(Stored data entries)
++++++

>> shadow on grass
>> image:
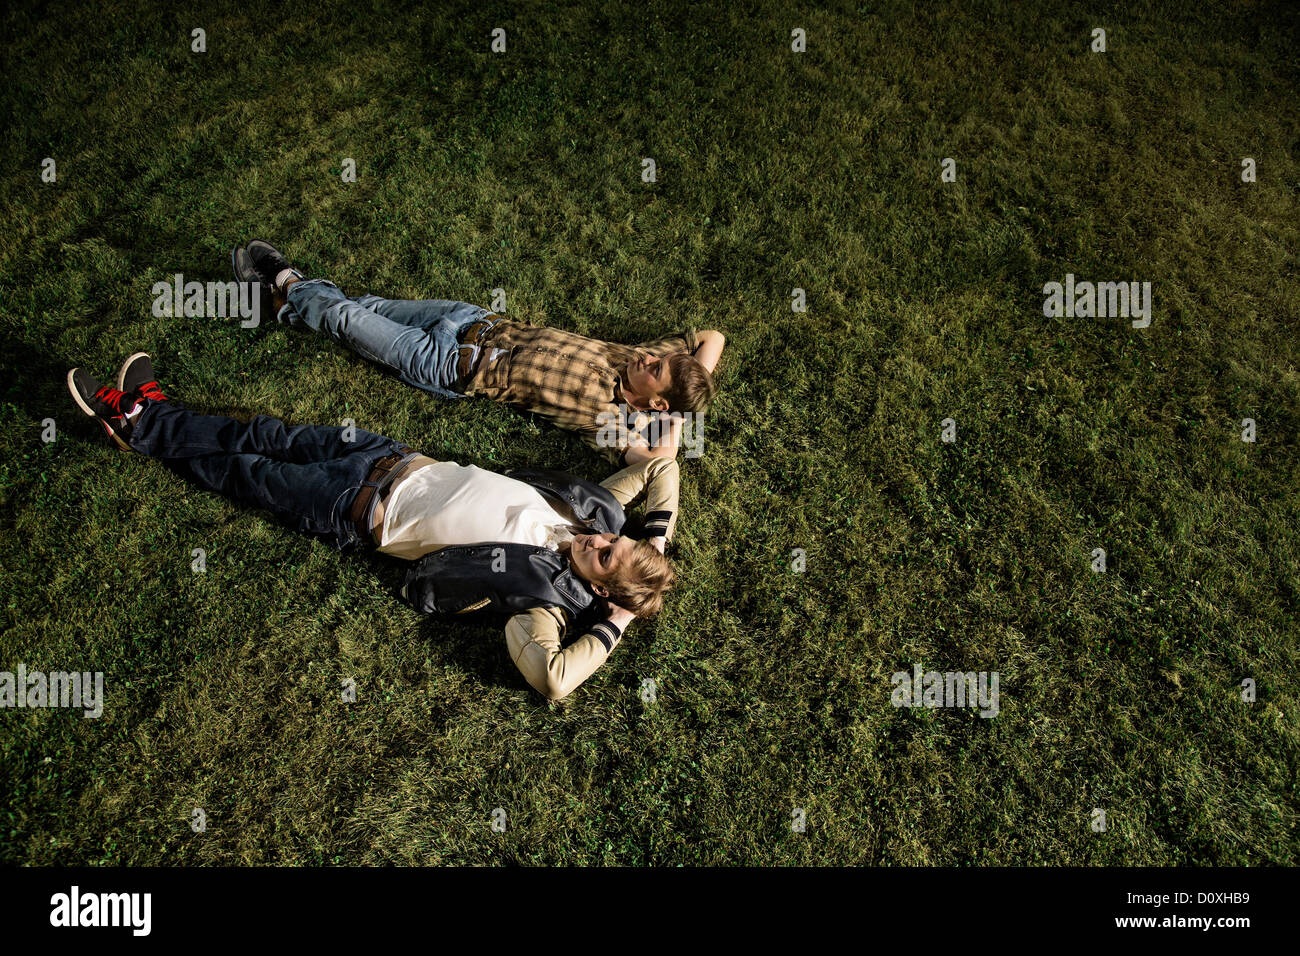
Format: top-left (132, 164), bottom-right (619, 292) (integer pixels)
top-left (344, 542), bottom-right (526, 695)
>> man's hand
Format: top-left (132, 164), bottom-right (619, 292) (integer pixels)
top-left (693, 330), bottom-right (726, 374)
top-left (607, 604), bottom-right (637, 632)
top-left (623, 412), bottom-right (683, 465)
top-left (649, 536), bottom-right (666, 554)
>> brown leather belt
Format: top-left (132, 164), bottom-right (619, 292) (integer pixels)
top-left (454, 316), bottom-right (497, 383)
top-left (349, 446), bottom-right (418, 540)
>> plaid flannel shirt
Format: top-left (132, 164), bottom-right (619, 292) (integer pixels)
top-left (457, 321), bottom-right (699, 463)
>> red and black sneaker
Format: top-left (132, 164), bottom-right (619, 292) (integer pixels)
top-left (66, 367), bottom-right (140, 451)
top-left (116, 352), bottom-right (168, 404)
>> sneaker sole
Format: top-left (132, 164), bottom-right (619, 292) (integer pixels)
top-left (230, 245), bottom-right (260, 281)
top-left (66, 368), bottom-right (132, 451)
top-left (116, 351), bottom-right (150, 391)
top-left (67, 368), bottom-right (101, 417)
top-left (101, 422), bottom-right (132, 452)
top-left (233, 244), bottom-right (278, 322)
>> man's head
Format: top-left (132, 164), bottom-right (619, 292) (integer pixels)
top-left (568, 532), bottom-right (675, 618)
top-left (624, 351), bottom-right (716, 414)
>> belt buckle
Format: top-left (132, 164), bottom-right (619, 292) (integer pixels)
top-left (457, 343), bottom-right (480, 382)
top-left (359, 452), bottom-right (404, 538)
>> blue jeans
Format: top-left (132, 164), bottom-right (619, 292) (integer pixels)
top-left (129, 399), bottom-right (409, 551)
top-left (278, 279), bottom-right (495, 399)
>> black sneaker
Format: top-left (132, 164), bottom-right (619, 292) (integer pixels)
top-left (66, 367), bottom-right (140, 451)
top-left (115, 352), bottom-right (169, 404)
top-left (246, 240), bottom-right (304, 291)
top-left (231, 245), bottom-right (275, 320)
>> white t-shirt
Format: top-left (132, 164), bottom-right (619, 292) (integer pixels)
top-left (377, 461), bottom-right (578, 561)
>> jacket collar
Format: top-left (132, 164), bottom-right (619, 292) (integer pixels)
top-left (503, 467), bottom-right (626, 534)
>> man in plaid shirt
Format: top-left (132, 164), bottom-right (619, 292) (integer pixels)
top-left (234, 240), bottom-right (726, 467)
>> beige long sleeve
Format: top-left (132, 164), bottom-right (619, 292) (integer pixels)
top-left (502, 456), bottom-right (681, 700)
top-left (598, 455), bottom-right (680, 540)
top-left (505, 607), bottom-right (625, 701)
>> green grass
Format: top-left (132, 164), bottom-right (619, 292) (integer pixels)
top-left (1, 0), bottom-right (1297, 865)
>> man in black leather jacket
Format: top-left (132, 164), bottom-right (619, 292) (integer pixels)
top-left (67, 353), bottom-right (679, 701)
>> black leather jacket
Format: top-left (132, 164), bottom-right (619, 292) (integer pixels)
top-left (401, 468), bottom-right (627, 618)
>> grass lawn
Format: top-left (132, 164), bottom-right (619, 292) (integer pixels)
top-left (0, 0), bottom-right (1297, 865)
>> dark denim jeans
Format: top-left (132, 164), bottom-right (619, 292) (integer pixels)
top-left (128, 399), bottom-right (407, 551)
top-left (278, 279), bottom-right (496, 399)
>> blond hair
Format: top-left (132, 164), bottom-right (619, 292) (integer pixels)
top-left (602, 540), bottom-right (675, 618)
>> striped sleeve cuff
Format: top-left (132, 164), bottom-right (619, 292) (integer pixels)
top-left (643, 510), bottom-right (673, 537)
top-left (589, 620), bottom-right (623, 653)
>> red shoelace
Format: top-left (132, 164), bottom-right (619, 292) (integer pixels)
top-left (94, 385), bottom-right (135, 415)
top-left (136, 381), bottom-right (168, 402)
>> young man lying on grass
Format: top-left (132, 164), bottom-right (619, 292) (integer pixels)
top-left (231, 240), bottom-right (726, 467)
top-left (66, 354), bottom-right (681, 701)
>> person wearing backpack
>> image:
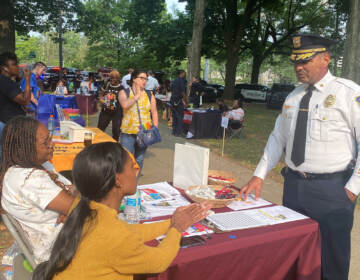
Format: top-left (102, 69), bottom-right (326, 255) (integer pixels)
top-left (118, 70), bottom-right (159, 171)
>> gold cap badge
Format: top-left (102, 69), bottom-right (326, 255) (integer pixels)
top-left (293, 36), bottom-right (301, 49)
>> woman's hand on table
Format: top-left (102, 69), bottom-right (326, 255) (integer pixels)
top-left (171, 202), bottom-right (212, 233)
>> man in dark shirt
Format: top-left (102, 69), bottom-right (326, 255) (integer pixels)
top-left (0, 52), bottom-right (32, 159)
top-left (170, 70), bottom-right (188, 136)
top-left (189, 76), bottom-right (204, 108)
top-left (74, 70), bottom-right (82, 93)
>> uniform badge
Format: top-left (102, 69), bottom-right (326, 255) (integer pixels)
top-left (324, 95), bottom-right (336, 108)
top-left (293, 36), bottom-right (301, 49)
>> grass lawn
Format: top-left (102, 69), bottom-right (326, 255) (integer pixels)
top-left (195, 102), bottom-right (286, 181)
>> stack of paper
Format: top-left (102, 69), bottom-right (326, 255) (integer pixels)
top-left (207, 205), bottom-right (308, 231)
top-left (138, 182), bottom-right (190, 218)
top-left (227, 194), bottom-right (272, 211)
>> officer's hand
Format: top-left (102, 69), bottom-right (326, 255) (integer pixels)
top-left (239, 176), bottom-right (264, 201)
top-left (345, 188), bottom-right (357, 203)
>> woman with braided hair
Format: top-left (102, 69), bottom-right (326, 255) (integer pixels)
top-left (0, 116), bottom-right (76, 264)
top-left (33, 142), bottom-right (211, 280)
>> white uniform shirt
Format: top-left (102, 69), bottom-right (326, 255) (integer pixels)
top-left (145, 76), bottom-right (159, 91)
top-left (254, 71), bottom-right (360, 195)
top-left (226, 108), bottom-right (244, 121)
top-left (121, 73), bottom-right (132, 89)
top-left (1, 165), bottom-right (72, 264)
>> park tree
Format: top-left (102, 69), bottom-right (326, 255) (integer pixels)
top-left (80, 0), bottom-right (188, 72)
top-left (245, 0), bottom-right (330, 84)
top-left (124, 0), bottom-right (192, 71)
top-left (188, 0), bottom-right (270, 99)
top-left (327, 0), bottom-right (350, 76)
top-left (187, 0), bottom-right (206, 81)
top-left (0, 0), bottom-right (81, 53)
top-left (342, 0), bottom-right (360, 83)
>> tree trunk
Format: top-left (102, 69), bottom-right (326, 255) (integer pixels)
top-left (223, 48), bottom-right (239, 100)
top-left (250, 55), bottom-right (263, 84)
top-left (186, 42), bottom-right (192, 95)
top-left (59, 0), bottom-right (63, 78)
top-left (333, 1), bottom-right (340, 76)
top-left (0, 0), bottom-right (15, 53)
top-left (342, 0), bottom-right (360, 84)
top-left (189, 0), bottom-right (206, 80)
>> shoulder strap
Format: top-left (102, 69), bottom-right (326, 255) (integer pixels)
top-left (125, 87), bottom-right (130, 97)
top-left (145, 90), bottom-right (152, 103)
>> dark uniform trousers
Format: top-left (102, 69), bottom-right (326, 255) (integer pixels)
top-left (171, 102), bottom-right (184, 136)
top-left (97, 108), bottom-right (122, 142)
top-left (282, 169), bottom-right (355, 280)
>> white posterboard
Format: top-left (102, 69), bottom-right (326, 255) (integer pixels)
top-left (221, 117), bottom-right (229, 128)
top-left (173, 143), bottom-right (209, 189)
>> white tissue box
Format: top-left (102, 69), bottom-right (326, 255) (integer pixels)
top-left (60, 121), bottom-right (94, 142)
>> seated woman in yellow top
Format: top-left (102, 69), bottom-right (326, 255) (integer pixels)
top-left (32, 142), bottom-right (210, 280)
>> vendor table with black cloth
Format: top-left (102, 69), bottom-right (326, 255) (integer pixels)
top-left (138, 197), bottom-right (321, 280)
top-left (186, 110), bottom-right (222, 139)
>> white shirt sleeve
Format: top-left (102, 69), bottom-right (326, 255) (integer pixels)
top-left (253, 114), bottom-right (287, 179)
top-left (122, 74), bottom-right (130, 89)
top-left (345, 95), bottom-right (360, 195)
top-left (19, 169), bottom-right (63, 210)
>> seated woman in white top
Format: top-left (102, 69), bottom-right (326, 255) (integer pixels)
top-left (0, 117), bottom-right (76, 264)
top-left (225, 99), bottom-right (245, 122)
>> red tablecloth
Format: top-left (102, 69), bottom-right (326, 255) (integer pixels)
top-left (75, 94), bottom-right (98, 115)
top-left (139, 189), bottom-right (321, 280)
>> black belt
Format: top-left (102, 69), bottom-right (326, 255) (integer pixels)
top-left (284, 167), bottom-right (350, 180)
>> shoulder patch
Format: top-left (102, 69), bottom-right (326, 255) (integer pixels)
top-left (355, 96), bottom-right (360, 106)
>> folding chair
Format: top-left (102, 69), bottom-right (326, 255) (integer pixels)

++++++

Only a number is wanted: how many lines of the data above contain "sneaker"?

* _Task output_
3